Records from a point labeling set
====
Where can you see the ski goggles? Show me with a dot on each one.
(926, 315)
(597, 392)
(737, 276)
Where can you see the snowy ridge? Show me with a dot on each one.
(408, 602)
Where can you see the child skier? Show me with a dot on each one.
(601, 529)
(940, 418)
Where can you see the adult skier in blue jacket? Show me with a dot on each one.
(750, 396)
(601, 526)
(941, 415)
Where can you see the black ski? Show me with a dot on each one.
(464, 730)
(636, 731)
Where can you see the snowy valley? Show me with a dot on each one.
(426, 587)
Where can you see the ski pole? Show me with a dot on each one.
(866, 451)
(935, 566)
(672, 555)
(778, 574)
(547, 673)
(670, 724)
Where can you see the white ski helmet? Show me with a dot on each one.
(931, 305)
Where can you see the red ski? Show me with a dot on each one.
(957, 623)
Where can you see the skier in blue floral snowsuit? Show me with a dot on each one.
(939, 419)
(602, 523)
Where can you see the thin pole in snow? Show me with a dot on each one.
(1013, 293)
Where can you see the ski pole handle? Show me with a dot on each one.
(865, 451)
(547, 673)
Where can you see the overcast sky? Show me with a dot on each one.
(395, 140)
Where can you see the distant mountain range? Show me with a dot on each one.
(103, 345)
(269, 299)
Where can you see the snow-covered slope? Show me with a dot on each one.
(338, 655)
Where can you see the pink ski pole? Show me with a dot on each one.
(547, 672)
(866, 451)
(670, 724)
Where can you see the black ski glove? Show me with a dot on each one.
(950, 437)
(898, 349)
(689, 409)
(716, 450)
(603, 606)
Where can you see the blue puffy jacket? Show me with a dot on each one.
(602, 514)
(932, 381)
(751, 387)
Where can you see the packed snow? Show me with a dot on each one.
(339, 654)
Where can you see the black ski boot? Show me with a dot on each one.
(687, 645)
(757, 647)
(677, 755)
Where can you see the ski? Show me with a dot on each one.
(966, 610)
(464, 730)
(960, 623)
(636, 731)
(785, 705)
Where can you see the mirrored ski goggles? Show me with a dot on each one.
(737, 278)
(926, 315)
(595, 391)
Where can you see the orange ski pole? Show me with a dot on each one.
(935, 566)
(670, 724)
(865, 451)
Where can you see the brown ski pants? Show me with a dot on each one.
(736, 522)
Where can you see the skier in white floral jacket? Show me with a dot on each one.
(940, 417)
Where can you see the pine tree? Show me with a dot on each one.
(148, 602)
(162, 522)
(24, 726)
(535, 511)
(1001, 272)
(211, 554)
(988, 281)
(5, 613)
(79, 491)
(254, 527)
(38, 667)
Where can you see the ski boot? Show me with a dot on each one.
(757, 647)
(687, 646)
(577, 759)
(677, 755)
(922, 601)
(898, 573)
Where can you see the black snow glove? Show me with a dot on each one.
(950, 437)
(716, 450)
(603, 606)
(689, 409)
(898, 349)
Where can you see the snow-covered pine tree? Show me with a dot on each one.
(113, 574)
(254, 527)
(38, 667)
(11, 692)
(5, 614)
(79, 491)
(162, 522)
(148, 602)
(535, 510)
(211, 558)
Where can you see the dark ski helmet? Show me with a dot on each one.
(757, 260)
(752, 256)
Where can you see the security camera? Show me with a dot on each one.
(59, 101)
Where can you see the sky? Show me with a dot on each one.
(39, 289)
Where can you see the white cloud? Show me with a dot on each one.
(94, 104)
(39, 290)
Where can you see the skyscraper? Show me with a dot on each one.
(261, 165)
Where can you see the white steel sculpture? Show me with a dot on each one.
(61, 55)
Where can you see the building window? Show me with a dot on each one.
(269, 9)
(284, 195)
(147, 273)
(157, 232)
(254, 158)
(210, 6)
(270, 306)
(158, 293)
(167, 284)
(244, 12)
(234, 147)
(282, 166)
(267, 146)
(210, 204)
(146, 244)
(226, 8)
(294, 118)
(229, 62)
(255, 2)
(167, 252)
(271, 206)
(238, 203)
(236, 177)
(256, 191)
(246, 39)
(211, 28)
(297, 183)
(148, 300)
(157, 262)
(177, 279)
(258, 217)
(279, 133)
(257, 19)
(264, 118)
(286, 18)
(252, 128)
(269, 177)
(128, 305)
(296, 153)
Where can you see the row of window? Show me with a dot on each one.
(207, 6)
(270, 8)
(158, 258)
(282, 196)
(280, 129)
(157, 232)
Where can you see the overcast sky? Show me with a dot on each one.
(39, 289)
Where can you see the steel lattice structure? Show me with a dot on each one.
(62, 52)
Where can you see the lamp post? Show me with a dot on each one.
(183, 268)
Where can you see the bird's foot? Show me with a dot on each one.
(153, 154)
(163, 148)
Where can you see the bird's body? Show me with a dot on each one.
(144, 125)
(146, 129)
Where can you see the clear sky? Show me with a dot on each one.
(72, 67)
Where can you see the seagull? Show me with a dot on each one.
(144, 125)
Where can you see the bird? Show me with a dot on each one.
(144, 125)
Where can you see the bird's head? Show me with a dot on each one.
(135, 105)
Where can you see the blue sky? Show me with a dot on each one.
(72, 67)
====
__To do__. Please copy out each record, character for character.

__Correct answer__.
Where can you see the ski goggles? Show me with a dot on each one.
(926, 315)
(597, 392)
(737, 276)
Where can you see the snowy ridge? Show me with a dot on each one.
(408, 602)
Where can you see the child skier? Show me with a dot on each one.
(601, 529)
(940, 418)
Where can you see the adult skier in blue jacket? Show me with a dot on each one.
(750, 396)
(601, 526)
(941, 415)
Where can you see the black ski? Show me with a dot on each one.
(464, 730)
(636, 731)
Where can you see the snowy valley? Show me with a dot on each one.
(426, 587)
Where can you see the ski pole? Show me with a dot on each one.
(866, 451)
(935, 566)
(672, 555)
(778, 574)
(547, 673)
(670, 724)
Where can you see the white ski helmet? Show me with a dot on each one.
(931, 305)
Where can you see the red ski? Show me with a dot on each one.
(957, 623)
Where can you see the skier in blue floral snowsuit? Show me with a dot on each one.
(939, 419)
(602, 523)
Where can you see the thin pole in snow? Show me with a dot on each one.
(1013, 293)
Where can you see the ski pole handle? Show me with a dot on each one.
(865, 451)
(547, 673)
Where can you see the overcast sky? Show me with a dot on each one.
(395, 140)
Where can you see the distant mountain range? Show me with a dot on each one.
(103, 345)
(269, 299)
Where can you see the snow-covered slope? Show me with a dot on each one.
(338, 655)
Where can you see the pink ski pole? Show me with a dot on each one.
(547, 672)
(866, 451)
(670, 724)
Where can you see the black ski glove? Show me with a dot on each one.
(950, 437)
(898, 349)
(689, 409)
(716, 450)
(603, 606)
Where can you see the blue puffy jacket? Show me with a dot on each one.
(602, 514)
(932, 381)
(751, 387)
Where can you see the packed snow? Show me with a dot on each one.
(339, 654)
Where can you see the black ski boot? Show me with a dot on each one.
(687, 645)
(757, 647)
(677, 755)
Where can you see the ski? Show me with a dot on each one.
(966, 610)
(464, 730)
(960, 623)
(636, 731)
(785, 705)
Where can you see the mirrored ski goggles? Show me with a dot on each one.
(737, 278)
(926, 315)
(595, 391)
Where can you see the orange ski pole? Show me with a dot on each one.
(935, 566)
(670, 724)
(865, 451)
Where can you see the brown ski pants? Show me with a dot on each one.
(736, 522)
Where can you see the skier in white floral jacket? Show me with a dot on each one.
(940, 417)
Where can you see the pine tree? Show me with a dot on each one.
(148, 602)
(162, 522)
(24, 726)
(535, 511)
(1001, 272)
(211, 554)
(988, 281)
(5, 613)
(79, 491)
(254, 527)
(38, 667)
Where can you see the ski boot? Show me with a dot on each one.
(757, 647)
(687, 646)
(577, 759)
(677, 755)
(922, 601)
(898, 573)
Where can you see the black snow glove? Show me with a dot on each one.
(950, 437)
(716, 450)
(603, 606)
(689, 409)
(898, 349)
Where can you see the snow-covered pine tree? Show me with a dot on each one.
(113, 574)
(254, 527)
(38, 667)
(11, 692)
(5, 614)
(79, 491)
(162, 522)
(148, 602)
(535, 510)
(211, 558)
Where can you see the dark ski helmet? Show me with a dot on each one.
(757, 260)
(752, 256)
Where can you see the security camera? Show me with a dot on each one.
(59, 101)
Where can you see the sky? Show me with a dot on each one.
(39, 289)
Where can you see the white cloud? Show me with a dot on each one.
(94, 104)
(39, 290)
Where can you see the skyscraper? Show me with a dot on each one.
(261, 165)
Where can you see the white steel sculpture? Show me with a dot on each one.
(61, 55)
Where can you see the building window? Show me with a dot on each one.
(269, 9)
(284, 195)
(147, 273)
(157, 232)
(254, 158)
(210, 6)
(270, 306)
(158, 293)
(167, 284)
(244, 12)
(234, 147)
(282, 166)
(267, 146)
(210, 204)
(146, 244)
(226, 8)
(294, 118)
(229, 62)
(255, 2)
(167, 252)
(271, 206)
(238, 203)
(236, 177)
(256, 191)
(246, 39)
(211, 28)
(297, 183)
(148, 300)
(157, 262)
(177, 279)
(258, 217)
(279, 133)
(257, 19)
(264, 118)
(286, 18)
(252, 128)
(269, 177)
(128, 305)
(296, 153)
Where can you see the row of window? Show me with a dot on each one.
(207, 6)
(270, 8)
(158, 258)
(282, 196)
(280, 129)
(157, 232)
Where can you see the overcast sky? Show me with a dot on each one.
(39, 289)
Where can you see the steel lattice structure? Show me with a dot on each one.
(62, 52)
Where can you see the lamp post? Show me with a dot on each one.
(183, 268)
Where can you see the bird's foot? Show me with a dot on each one.
(153, 154)
(163, 148)
Where can you see the bird's body? Show me with a dot on each one.
(144, 125)
(146, 129)
Where can you see the clear sky? Show me with a dot on each one.
(72, 67)
Where can you see the seagull? Show me with a dot on each one.
(144, 125)
Where can you see the bird? Show me with a dot on each one.
(144, 125)
Where can you see the bird's head? Show me with a dot on each one.
(135, 105)
Where can you see the blue sky? Show me with a dot on each one.
(72, 67)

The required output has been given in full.